┌──

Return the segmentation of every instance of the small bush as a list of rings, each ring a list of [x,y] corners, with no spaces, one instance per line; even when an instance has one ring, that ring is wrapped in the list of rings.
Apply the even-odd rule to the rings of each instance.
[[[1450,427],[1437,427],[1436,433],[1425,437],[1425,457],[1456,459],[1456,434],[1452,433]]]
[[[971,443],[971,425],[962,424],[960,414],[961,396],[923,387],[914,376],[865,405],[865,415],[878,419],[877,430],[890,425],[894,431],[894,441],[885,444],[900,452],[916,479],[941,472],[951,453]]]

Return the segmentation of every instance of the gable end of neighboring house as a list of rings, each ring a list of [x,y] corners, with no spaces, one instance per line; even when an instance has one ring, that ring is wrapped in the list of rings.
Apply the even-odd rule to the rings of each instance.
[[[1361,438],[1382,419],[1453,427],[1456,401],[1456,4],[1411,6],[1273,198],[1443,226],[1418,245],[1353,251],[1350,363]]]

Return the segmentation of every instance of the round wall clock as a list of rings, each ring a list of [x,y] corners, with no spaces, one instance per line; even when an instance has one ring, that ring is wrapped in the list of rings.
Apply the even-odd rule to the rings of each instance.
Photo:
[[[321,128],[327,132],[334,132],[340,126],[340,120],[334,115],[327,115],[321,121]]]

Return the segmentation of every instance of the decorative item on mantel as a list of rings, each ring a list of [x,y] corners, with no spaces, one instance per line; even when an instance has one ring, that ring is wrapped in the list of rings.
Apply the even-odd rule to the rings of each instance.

└──

*WHAT THIS TASK INVOLVES*
Reproduce verbatim the stretch of the records from the line containing "Return the segmentation of every instance of the round" through the end of the records, including both the first and last lines.

*RESULT FOR THIS TASK*
Return the segmentation of every instance of the round wall clock as a list of rings, each ring a list of [x,y] corners, with no spaces, one instance per line; even when an instance has one ring, that ring is wrapped in the list of rings.
Apply the even-odd rule to the rings of each instance.
Photo:
[[[321,128],[327,132],[334,132],[340,126],[340,120],[334,115],[327,115],[321,121]]]

Return the segmentation of every instance of the decorative item on mantel as a list of rings, each ring a list of [x,y] corners, with no spaces, one instance per line; even when an instance has one ring, that ring is wrapped in the list of rings.
Apply the even-odd rule to the rings of each instance.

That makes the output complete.